* **Exercise requirements**: Copy the black redstart abstract word for word, everything from "In combination with" down to "changes in song.".

* **Selected text**:
■ ■ ■ ■ ■ ■ ■
Life-history and hormonal control of aggression in black redstarts: Blocking testosterone does not decrease territorial aggression, but changes the emphasis of vocal behaviours during simulated territorial intrusions
1 Abteilung für Verhaltensneurobiologie, Max-Planck-Institut für Ornithologie, Eberhard-Gwinner-Str. 6a, Seewiesen, D-82319, Germany
2 AG Verhaltensbiologie, Institut für Biologie, Freie Universität, Berlin
3 Abteilung für Ornithologie, Universität Konstanz, Germany
Frontiers in Zoology 2013, 10:8 doi:10.1186/1742-9994-10-8Published: 21 February 2013
Many studies in behavioural endocrinology attempt to link territorial aggression with testosterone, but the exact relationship between testosterone and territorial behaviour is still unclear and may depend on the ecology of a species. The degree to which testosterone facilitates territorial behaviour is particularly little understood in species that defend territories during breeding and outside the breeding season, when plasma levels of testosterone are low. Here we suggest that species that defend territories in contexts other than reproduction may have lost the direct regulation of territorial behaviour by androgens even during the breeding season. In such species, only those components of breeding territoriality that function simultaneously as sexually selected signals may be under control of sex steroids.
We investigated black redstarts (Phoenicurus ochruros), a species that shows periods of territoriality within and outside of the breeding season. We treated territorial males with an anti-androgen and an aromatase inhibitor during the breeding season to block both the direct and indirect effects of testosterone. Three and ten days after the treatment, implanted males were challenged with a simulated territorial intrusion. The treatment did not reduce the overall territorial response, but it changed the emphasis of territoriality: experimental males invested more in behaviours addressed directly towards the intruder, whereas placebo-treated males put most effort into their vocal response, a component of territoriality that may be primarily directed towards their mating partner rather than the male opponent.
In combination with previous findings, these data suggest that overall territoriality may be decoupled from testosterone in male black redstarts. However, high levels of testosterone during breeding may facilitate-context dependent changes in song.
■ ■ ■ ■ ■ ■ ■
* **Stored data**:
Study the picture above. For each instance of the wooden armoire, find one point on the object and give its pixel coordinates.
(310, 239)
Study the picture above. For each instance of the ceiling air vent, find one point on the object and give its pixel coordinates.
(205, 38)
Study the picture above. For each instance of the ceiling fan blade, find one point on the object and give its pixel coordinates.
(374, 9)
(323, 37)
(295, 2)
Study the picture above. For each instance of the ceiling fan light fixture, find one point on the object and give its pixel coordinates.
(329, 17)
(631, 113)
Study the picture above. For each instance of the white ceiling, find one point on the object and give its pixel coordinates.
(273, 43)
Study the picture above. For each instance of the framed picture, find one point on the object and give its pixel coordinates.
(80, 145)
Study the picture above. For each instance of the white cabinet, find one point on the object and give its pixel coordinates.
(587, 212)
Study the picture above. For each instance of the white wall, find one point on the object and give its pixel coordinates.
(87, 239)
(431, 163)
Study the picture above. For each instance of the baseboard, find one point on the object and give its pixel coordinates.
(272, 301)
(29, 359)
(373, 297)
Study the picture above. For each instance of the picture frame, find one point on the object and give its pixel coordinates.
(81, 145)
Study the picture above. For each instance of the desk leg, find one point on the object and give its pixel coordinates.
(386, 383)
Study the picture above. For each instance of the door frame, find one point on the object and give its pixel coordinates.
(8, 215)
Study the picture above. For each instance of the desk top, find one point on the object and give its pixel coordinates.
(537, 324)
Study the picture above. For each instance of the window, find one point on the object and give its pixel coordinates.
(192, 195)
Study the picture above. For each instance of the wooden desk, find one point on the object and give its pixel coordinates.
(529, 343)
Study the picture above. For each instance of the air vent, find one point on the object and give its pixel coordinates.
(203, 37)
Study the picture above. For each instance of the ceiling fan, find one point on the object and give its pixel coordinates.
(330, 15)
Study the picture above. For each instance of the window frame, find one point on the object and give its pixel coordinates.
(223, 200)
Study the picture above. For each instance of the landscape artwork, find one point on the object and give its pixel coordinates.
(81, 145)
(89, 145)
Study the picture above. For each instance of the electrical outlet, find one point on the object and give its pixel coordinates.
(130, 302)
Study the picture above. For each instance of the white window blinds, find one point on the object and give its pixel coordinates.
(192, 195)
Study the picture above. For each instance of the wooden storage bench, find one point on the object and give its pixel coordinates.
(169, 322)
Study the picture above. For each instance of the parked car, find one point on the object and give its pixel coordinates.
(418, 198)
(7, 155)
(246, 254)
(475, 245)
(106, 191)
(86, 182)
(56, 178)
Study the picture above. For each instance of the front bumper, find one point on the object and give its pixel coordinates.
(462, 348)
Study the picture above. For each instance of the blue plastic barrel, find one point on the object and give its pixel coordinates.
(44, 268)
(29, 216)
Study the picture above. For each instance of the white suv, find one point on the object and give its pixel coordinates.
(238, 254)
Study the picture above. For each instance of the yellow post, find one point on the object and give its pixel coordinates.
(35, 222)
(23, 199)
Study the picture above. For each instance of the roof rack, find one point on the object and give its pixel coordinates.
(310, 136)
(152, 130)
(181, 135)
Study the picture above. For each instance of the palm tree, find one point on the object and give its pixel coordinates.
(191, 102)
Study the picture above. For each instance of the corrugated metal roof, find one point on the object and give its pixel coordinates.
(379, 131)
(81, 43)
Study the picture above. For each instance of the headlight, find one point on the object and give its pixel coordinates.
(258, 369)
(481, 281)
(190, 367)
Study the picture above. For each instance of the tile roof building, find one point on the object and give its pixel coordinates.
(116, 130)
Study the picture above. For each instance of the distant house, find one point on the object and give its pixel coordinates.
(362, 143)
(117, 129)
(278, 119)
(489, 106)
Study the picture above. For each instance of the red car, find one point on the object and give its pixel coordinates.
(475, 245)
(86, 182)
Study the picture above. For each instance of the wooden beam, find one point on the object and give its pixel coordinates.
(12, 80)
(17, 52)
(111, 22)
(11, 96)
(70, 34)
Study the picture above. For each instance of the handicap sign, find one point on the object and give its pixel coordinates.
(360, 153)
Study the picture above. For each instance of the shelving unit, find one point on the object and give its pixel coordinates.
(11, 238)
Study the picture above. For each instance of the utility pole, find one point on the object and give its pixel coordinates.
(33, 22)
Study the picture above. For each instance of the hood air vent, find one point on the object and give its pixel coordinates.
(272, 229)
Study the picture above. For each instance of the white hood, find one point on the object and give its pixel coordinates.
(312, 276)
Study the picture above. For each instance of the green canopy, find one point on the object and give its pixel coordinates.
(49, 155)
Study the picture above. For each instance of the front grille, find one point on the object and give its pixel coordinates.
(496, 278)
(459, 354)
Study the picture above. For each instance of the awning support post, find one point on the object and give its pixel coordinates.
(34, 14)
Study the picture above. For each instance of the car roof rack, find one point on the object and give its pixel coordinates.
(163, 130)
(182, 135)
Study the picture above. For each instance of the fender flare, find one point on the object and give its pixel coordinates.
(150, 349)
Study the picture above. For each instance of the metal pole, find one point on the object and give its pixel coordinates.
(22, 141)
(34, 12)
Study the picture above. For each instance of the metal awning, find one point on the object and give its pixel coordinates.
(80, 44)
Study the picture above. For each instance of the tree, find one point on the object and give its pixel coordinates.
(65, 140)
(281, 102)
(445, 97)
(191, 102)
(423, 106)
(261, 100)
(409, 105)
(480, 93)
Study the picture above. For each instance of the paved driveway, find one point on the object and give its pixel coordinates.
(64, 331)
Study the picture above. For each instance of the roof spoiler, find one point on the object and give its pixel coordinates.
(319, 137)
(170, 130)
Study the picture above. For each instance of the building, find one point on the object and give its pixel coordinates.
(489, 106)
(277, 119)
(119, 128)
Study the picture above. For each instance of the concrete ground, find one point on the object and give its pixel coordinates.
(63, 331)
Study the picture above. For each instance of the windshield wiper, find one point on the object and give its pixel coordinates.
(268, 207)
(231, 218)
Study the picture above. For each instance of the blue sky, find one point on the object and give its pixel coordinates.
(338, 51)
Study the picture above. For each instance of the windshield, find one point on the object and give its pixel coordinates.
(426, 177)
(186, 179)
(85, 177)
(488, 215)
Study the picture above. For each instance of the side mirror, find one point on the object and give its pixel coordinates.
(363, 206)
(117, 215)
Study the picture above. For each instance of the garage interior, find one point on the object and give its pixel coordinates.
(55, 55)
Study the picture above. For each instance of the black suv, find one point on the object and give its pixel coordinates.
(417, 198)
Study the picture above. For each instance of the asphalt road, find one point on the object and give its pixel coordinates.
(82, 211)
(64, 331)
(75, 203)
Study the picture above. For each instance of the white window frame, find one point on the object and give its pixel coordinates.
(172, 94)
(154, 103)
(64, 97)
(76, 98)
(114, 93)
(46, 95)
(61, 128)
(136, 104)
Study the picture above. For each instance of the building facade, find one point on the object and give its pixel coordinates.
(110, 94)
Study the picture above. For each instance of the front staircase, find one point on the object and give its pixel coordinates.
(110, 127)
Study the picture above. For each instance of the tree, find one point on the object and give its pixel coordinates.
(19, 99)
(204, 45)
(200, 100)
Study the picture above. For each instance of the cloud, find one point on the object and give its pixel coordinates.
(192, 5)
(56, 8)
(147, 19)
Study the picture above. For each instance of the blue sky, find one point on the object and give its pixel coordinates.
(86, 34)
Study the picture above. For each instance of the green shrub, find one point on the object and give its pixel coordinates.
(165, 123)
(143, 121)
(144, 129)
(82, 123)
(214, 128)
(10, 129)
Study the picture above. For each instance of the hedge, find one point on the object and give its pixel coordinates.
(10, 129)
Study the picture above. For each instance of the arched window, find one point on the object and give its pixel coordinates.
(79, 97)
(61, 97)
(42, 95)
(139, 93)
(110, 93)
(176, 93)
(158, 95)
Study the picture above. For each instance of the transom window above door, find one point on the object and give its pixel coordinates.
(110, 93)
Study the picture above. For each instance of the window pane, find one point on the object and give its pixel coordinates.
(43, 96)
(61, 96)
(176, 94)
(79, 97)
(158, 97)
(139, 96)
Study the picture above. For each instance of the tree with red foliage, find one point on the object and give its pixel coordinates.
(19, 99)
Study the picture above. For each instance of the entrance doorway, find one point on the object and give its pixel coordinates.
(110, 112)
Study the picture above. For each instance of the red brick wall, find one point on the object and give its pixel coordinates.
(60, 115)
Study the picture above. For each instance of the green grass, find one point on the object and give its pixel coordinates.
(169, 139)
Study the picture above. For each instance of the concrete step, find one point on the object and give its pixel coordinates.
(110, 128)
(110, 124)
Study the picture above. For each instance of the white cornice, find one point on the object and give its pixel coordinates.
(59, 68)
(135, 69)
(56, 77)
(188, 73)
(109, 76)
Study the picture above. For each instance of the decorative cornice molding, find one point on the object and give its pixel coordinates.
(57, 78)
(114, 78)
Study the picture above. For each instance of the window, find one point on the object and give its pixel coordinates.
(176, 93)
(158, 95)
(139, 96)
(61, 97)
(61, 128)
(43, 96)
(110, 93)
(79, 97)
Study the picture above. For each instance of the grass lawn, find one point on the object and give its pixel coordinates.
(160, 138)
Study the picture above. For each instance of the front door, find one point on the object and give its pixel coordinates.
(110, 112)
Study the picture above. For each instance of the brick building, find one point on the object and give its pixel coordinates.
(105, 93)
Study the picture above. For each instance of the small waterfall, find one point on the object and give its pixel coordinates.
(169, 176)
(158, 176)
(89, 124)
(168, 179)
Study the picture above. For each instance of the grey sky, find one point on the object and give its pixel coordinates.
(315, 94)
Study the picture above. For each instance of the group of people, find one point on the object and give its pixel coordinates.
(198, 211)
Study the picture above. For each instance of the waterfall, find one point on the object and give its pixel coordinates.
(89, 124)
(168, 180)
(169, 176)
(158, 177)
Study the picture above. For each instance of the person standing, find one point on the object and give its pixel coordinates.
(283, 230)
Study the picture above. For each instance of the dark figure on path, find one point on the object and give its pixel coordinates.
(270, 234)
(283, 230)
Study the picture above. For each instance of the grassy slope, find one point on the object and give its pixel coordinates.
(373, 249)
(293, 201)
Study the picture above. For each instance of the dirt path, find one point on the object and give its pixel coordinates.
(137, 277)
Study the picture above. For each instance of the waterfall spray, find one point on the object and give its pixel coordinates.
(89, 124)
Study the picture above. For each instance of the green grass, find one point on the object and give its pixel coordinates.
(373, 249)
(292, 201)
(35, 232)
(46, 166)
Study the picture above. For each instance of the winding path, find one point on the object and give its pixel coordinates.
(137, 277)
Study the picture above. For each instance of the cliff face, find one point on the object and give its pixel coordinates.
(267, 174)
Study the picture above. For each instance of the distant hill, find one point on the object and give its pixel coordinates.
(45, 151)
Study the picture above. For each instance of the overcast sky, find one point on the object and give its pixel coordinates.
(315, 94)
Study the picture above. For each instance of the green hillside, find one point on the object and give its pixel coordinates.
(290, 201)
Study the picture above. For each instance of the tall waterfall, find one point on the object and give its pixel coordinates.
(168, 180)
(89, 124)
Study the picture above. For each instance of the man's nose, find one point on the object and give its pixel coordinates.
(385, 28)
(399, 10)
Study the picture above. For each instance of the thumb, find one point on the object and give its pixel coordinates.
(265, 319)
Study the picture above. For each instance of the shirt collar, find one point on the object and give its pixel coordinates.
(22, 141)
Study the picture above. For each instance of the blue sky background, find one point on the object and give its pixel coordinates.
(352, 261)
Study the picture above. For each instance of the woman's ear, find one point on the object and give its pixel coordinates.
■ ■ ■ ■ ■ ■ ■
* **Answer box**:
In combination with previous findings, these data suggest that overall territoriality may be decoupled from testosterone in male black redstarts. However, high levels of testosterone during breeding may facilitate-context dependent changes in song.